Every line below should be duplicated exactly.
**** Listed records
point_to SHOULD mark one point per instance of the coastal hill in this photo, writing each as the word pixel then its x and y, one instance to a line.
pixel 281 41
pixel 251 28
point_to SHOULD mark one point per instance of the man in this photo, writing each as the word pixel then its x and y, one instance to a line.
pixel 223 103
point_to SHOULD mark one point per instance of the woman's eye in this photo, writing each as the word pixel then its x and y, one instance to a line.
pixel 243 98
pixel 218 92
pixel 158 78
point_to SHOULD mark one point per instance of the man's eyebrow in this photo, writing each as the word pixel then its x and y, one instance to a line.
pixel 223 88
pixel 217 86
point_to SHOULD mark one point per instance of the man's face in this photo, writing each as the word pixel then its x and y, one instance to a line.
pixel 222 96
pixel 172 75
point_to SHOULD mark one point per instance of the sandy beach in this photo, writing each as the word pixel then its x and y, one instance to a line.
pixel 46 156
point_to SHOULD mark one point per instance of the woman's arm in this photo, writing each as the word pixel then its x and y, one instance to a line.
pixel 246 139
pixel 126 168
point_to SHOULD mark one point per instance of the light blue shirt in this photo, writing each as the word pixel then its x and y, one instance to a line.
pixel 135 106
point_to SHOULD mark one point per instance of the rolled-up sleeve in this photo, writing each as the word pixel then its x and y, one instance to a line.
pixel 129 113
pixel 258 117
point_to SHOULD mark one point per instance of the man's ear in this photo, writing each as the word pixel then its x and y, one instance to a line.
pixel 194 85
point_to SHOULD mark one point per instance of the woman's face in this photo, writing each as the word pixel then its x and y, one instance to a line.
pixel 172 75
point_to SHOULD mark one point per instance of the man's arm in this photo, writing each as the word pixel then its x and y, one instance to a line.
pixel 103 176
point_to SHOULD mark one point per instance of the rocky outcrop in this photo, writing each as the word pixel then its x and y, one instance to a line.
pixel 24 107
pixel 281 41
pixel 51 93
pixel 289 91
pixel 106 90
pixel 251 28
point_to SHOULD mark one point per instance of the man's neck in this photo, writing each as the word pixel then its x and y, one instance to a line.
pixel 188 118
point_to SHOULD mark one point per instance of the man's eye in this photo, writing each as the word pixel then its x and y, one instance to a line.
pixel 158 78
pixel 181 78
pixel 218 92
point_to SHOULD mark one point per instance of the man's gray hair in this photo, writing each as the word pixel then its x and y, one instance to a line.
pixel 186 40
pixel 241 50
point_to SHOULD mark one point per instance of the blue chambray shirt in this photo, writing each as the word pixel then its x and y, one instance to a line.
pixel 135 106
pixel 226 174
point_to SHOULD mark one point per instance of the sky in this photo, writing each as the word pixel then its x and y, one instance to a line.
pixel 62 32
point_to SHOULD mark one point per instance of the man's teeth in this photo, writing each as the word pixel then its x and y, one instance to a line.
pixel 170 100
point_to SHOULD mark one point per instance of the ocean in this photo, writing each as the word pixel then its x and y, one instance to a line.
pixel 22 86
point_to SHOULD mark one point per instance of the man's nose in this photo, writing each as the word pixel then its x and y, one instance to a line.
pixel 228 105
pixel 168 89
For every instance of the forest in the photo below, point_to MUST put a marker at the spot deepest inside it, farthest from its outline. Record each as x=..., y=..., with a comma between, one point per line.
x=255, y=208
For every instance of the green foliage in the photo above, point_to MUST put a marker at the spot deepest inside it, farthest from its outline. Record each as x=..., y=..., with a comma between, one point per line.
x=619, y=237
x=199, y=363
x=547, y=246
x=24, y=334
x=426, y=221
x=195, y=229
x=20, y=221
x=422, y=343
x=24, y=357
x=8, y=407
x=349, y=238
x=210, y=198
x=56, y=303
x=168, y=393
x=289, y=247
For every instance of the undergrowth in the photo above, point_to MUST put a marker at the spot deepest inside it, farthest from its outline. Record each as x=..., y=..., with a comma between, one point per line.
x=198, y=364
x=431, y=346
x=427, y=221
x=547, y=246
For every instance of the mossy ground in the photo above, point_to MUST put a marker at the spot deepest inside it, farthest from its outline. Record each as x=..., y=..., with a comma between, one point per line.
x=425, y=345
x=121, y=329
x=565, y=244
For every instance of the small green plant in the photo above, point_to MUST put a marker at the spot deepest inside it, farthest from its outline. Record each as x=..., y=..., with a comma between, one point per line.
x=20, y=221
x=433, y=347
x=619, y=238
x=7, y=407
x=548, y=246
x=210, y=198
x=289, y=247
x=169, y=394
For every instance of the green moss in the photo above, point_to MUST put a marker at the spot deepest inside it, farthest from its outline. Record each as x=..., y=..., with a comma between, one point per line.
********
▶ [Answer area]:
point_to SHOULD mark one point per instance of the coastal hill in this photo, writing each as the word pixel then its x and y, one instance to a line.
pixel 281 41
pixel 251 28
point_to SHOULD mark one point per instance of the man in this photo, writing each as the word pixel then its x and y, one instance to a line.
pixel 223 103
point_to SHOULD mark one point per instance of the woman's eye in this photo, writing each as the word pixel then its x and y, one instance to a line.
pixel 243 98
pixel 218 92
pixel 158 78
point_to SHOULD mark one point per instance of the man's eyebrow in this photo, writing each as the word pixel then its x and y, one instance to a line.
pixel 223 88
pixel 217 86
point_to SHOULD mark one point per instance of the man's face in this photo, writing each as the word pixel then its x and y, one instance to a line.
pixel 222 96
pixel 172 75
point_to SHOULD mark one point per instance of the sandy beach in this photo, writing each as the word pixel then its x and y, one instance to a line.
pixel 46 156
point_to SHOULD mark one point per instance of the woman's arm in this photo, writing each as the word pixel then its x and y, one instance to a line.
pixel 246 139
pixel 126 168
point_to SHOULD mark one point per instance of the light blue shirt in this photo, writing each as the word pixel then its x and y, one instance to a line.
pixel 135 106
point_to SHOULD mark one point per instance of the rolled-up sleeve in this photo, writing each as the word pixel then its x and y, one instance to a line.
pixel 129 113
pixel 258 117
point_to SHOULD mark one point per instance of the man's ear in this photo, writing each as the word pixel then its x and y, one instance to a line.
pixel 194 85
point_to SHOULD mark one point per instance of the woman's face in this photo, writing each as the word pixel then its x and y, one instance to a line.
pixel 172 75
point_to SHOULD mark one point per instance of the man's arm in this photo, writing each as the word pixel then its x and y, one instance to a line.
pixel 103 176
point_to SHOULD mark one point per instance of the rocky outcrop in this photo, writing each as the word pixel then its x and y, one instance to a line.
pixel 24 107
pixel 281 41
pixel 51 93
pixel 289 91
pixel 106 90
pixel 251 28
point_to SHOULD mark one point per instance of the man's neck in this photo, writing each as the word pixel then its x and y, one instance to a line.
pixel 188 118
point_to SHOULD mark one point per instance of the man's eye in this photo, writing each as the word pixel then its x and y, one instance to a line.
pixel 158 78
pixel 181 78
pixel 218 92
point_to SHOULD mark one point per instance of the man's gray hair in this photo, writing each as the word pixel then its x and y, one instance to a line.
pixel 186 40
pixel 241 50
point_to SHOULD mark one point per instance of the blue chambray shirt in this photo, writing each as the word pixel then its x and y, one instance to a line.
pixel 135 106
pixel 226 174
point_to SHOULD mark one point per instance of the sky in this photo, writing each as the word pixel then its x and y, one instance to a line.
pixel 62 32
point_to SHOULD mark one point per instance of the man's teeth in this photo, writing each as the word pixel then its x and y, one instance to a line.
pixel 170 100
point_to SHOULD mark one point per instance of the ocean in this photo, writing each as the word pixel then its x and y, one instance to a line.
pixel 22 86
point_to SHOULD mark one point per instance of the man's nose in this photo, writing each as the word pixel then its x and y, one instance to a line.
pixel 228 105
pixel 168 89
For every instance of the forest in the photo below, point_to MUST put a marker at the spot deepest inside it, farthest from its outline. Record each as x=..., y=..., with a comma between, one point per line.
x=255, y=208
For every instance of the green foliage in the photo above, point_to MUST put a marker at the spot deepest inside it, farthest from its outline. Record each as x=..., y=..., with a comma between, one point per line.
x=619, y=237
x=199, y=363
x=547, y=246
x=24, y=334
x=426, y=221
x=195, y=229
x=20, y=221
x=422, y=343
x=24, y=357
x=8, y=407
x=349, y=238
x=210, y=198
x=56, y=303
x=168, y=393
x=289, y=247
For every instance of the undergrowth in the photo above, point_to MUST put a marker at the spot deepest inside it, farthest from its outline. Record each as x=..., y=..., with a comma between, one point per line.
x=198, y=364
x=431, y=346
x=427, y=221
x=547, y=246
For every instance of the mossy ground in the photo above, point_to MUST put a marker at the spot deepest inside it, farthest from its outline. Record each as x=..., y=..., with a comma between, one point per line.
x=425, y=345
x=121, y=329
x=565, y=244
For every instance of the small green plant in the photo above, point_to MUST put a marker at the spot deepest inside it, farthest from its outline. Record each as x=..., y=..., with a comma between, one point per line.
x=20, y=221
x=433, y=347
x=619, y=238
x=7, y=407
x=548, y=246
x=210, y=198
x=289, y=247
x=169, y=394
For every instance of the green moss in the photo above, point_to MUST put a marker at the spot deepest inside it, farthest from its outline. Record each as x=..., y=..., with a comma between, one point per line.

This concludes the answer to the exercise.